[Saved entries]
BEGIN

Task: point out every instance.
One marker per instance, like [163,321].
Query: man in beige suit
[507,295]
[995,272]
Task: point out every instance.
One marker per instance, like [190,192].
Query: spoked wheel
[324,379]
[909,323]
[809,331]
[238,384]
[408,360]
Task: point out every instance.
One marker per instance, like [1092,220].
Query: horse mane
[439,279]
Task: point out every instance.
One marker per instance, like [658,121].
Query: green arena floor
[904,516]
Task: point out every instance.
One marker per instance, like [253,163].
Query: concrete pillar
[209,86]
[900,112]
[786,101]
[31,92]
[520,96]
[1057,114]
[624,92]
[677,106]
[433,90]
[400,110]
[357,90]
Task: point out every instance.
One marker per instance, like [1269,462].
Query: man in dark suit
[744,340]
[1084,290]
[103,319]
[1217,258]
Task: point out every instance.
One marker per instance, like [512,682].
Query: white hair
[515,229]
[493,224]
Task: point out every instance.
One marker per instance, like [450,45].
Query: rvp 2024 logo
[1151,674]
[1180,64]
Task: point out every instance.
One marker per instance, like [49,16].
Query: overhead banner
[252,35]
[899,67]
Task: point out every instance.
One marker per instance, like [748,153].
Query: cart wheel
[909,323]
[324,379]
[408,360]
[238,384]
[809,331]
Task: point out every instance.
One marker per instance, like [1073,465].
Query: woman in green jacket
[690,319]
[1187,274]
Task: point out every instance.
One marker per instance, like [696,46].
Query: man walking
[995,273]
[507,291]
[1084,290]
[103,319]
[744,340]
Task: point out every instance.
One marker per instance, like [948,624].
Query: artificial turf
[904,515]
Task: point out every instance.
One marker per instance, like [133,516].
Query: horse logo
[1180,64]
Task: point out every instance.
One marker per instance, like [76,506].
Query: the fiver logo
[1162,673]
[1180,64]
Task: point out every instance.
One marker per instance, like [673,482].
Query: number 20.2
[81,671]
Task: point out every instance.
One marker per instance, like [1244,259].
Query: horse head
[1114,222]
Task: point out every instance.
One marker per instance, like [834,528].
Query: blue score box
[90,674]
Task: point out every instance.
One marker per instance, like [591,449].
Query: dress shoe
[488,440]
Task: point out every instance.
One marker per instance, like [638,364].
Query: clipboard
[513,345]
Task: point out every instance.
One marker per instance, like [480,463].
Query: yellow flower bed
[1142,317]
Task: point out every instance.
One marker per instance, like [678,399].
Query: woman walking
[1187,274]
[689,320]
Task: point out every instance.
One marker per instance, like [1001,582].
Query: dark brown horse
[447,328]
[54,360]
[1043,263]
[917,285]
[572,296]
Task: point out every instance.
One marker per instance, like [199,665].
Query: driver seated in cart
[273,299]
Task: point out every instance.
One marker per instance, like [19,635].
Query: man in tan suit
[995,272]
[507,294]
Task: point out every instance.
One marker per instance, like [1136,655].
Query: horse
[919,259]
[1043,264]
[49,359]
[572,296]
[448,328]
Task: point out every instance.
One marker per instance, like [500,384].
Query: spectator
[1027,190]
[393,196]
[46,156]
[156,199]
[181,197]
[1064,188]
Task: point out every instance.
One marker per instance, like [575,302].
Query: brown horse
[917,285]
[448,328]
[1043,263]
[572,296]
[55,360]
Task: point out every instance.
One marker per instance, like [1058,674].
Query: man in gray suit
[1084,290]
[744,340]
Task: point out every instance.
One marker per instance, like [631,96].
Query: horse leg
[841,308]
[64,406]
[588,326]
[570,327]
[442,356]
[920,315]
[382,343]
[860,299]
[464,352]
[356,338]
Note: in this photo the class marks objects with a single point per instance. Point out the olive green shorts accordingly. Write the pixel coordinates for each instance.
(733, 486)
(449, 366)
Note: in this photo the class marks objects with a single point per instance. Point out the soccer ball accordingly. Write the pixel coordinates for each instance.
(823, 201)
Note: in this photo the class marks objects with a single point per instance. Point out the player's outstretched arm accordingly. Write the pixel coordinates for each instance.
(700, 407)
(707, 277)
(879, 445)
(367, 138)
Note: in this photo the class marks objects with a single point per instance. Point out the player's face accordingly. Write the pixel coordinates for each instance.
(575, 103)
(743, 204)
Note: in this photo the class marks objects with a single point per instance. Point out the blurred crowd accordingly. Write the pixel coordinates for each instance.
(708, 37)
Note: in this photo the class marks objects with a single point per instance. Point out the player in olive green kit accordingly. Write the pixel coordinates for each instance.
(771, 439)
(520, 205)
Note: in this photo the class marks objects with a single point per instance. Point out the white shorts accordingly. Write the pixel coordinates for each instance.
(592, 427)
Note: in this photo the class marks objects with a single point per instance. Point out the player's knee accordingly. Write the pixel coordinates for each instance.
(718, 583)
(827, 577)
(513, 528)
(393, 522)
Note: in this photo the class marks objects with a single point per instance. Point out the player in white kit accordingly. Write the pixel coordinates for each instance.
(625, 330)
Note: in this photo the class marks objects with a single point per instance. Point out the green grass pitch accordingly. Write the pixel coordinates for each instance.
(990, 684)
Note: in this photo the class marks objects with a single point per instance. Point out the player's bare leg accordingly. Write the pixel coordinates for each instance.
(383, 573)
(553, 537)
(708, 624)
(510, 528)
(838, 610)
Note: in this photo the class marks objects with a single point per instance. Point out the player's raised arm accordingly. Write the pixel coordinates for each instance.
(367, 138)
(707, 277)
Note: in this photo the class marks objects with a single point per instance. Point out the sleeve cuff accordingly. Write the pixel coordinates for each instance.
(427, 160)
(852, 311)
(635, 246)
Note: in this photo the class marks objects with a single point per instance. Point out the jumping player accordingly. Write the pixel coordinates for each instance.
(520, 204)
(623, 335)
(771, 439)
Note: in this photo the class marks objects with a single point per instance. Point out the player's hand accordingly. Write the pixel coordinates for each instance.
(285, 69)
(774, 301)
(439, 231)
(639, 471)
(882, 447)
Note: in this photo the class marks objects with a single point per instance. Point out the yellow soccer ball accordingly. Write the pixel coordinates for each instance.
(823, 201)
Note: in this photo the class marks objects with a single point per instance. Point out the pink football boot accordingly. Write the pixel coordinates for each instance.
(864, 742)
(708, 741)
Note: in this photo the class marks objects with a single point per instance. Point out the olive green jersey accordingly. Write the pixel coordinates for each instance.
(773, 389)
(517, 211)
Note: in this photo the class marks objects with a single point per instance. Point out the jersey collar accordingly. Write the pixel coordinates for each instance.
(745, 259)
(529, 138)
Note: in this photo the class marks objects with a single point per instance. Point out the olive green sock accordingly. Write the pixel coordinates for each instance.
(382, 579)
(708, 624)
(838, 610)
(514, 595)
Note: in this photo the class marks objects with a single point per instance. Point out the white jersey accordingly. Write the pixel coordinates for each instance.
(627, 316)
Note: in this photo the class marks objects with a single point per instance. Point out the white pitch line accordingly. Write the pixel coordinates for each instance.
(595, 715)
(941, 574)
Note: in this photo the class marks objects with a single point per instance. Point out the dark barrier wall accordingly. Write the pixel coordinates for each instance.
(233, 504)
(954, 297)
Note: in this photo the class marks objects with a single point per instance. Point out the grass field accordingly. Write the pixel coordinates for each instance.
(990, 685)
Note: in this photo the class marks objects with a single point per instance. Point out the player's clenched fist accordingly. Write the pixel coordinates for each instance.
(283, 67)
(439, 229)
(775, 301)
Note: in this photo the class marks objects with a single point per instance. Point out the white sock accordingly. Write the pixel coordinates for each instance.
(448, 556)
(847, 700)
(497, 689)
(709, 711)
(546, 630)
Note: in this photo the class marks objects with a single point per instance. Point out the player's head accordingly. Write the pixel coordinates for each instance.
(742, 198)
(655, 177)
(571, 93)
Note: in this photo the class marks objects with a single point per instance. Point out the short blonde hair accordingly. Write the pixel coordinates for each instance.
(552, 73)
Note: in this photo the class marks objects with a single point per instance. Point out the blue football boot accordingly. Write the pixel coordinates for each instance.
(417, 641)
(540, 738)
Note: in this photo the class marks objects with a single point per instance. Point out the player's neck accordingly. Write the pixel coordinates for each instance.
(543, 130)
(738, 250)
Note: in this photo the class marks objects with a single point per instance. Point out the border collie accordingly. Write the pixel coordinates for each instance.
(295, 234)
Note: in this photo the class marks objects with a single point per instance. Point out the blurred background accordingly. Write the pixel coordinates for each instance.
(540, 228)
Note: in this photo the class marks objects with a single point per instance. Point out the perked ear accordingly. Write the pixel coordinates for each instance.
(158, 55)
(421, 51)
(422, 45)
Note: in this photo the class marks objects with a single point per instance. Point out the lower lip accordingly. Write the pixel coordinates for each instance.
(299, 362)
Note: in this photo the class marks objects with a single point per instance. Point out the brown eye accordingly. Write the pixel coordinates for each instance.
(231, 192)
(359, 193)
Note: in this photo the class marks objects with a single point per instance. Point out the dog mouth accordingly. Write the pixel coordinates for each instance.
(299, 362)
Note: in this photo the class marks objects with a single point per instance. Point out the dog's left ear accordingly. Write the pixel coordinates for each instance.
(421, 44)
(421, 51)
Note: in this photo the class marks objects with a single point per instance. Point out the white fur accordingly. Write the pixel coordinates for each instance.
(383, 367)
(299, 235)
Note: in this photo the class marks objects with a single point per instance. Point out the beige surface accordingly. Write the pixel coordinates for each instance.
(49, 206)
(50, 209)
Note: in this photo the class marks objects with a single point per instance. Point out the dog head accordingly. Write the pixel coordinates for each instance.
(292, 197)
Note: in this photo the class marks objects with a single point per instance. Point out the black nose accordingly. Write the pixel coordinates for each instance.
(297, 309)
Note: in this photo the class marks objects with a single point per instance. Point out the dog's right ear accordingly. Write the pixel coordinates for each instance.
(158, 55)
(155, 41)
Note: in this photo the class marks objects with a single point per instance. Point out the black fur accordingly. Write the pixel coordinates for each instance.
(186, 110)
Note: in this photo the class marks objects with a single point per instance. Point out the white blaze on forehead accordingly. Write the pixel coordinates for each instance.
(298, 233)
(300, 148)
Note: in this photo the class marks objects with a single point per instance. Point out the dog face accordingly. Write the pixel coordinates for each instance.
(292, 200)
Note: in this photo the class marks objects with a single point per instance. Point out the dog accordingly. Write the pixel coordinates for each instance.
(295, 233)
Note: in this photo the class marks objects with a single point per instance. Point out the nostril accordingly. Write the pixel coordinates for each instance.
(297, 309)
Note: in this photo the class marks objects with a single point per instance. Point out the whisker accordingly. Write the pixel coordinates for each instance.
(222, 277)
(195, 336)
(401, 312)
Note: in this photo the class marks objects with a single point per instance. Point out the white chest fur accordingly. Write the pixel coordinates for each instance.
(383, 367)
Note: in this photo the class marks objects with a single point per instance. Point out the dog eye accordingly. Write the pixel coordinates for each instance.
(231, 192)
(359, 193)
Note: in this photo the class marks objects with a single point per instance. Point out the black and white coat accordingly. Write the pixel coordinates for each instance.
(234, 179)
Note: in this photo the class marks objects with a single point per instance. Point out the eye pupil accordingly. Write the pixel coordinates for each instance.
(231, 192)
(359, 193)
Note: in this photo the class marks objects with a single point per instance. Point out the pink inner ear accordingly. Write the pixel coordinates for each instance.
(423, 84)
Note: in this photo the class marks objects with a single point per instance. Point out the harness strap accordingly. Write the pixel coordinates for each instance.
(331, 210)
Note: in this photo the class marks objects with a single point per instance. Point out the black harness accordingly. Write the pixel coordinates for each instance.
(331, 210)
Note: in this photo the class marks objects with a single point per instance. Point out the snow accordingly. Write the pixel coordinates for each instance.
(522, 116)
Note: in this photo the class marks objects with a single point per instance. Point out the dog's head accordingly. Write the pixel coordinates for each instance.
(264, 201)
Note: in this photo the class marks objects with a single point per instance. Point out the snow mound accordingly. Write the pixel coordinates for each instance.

END

● **ASSIGNMENT**: Restate word for word the lines above, beginning at the first one and ending at the line that carries "One marker per instance, like [591,449].".

● **WRITTEN RESPONSE**:
Task: point out every instance.
One marker per instance, like [163,321].
Query: man in beige suit
[507,295]
[995,272]
Task: point out every instance.
One marker per instance, like [190,192].
Query: spoked wheel
[324,379]
[909,323]
[809,331]
[238,384]
[408,360]
Task: point out every instance.
One marker per instance, like [1092,220].
Query: horse mane
[439,279]
Task: point out every instance.
One marker per instance, like [658,121].
Query: green arena floor
[904,516]
Task: point out every instance.
One marker per instance, like [253,163].
Query: concrete pillar
[209,86]
[900,112]
[786,101]
[31,92]
[520,96]
[1057,114]
[624,92]
[677,106]
[433,90]
[400,110]
[357,90]
Task: point out every instance.
One marker per instance, like [1269,462].
Query: man in dark suit
[744,340]
[1084,290]
[103,319]
[1217,258]
Task: point out every instance.
One marker per instance, like [512,682].
Query: white hair
[515,229]
[493,224]
Task: point out every instance.
One marker per instance, like [450,45].
Query: rvp 2024 logo
[1151,674]
[1180,64]
Task: point out every instance.
One marker per instance, like [49,16].
Query: overhead banner
[252,35]
[899,67]
Task: point out every instance.
One marker per instance, like [748,153].
Query: cart wheel
[909,323]
[324,379]
[408,360]
[238,384]
[809,331]
Task: point out every instance.
One marker per instance, like [1073,465].
Query: woman in green jacket
[690,319]
[1187,274]
Task: point out every instance.
One marker per instance, like [696,46].
Query: man walking
[995,273]
[507,291]
[1084,290]
[103,319]
[744,340]
Task: point out every instance.
One marker per instance, like [948,624].
Query: artificial turf
[904,515]
Task: point out every instance.
One marker per instance, like [133,516].
Query: horse logo
[1180,64]
Task: point out every instance.
One marker per instance, like [76,506].
Query: the fiver logo
[1162,673]
[1180,64]
Task: point out every instance.
One marker per instance, like [673,482].
Query: number 20.2
[81,671]
Task: point out every instance.
One marker per instance, like [1244,259].
Query: horse head
[1114,222]
Task: point out every instance.
One marker per instance, like [834,528].
Query: blue score box
[90,674]
Task: point out every instance.
One marker per instance, like [591,449].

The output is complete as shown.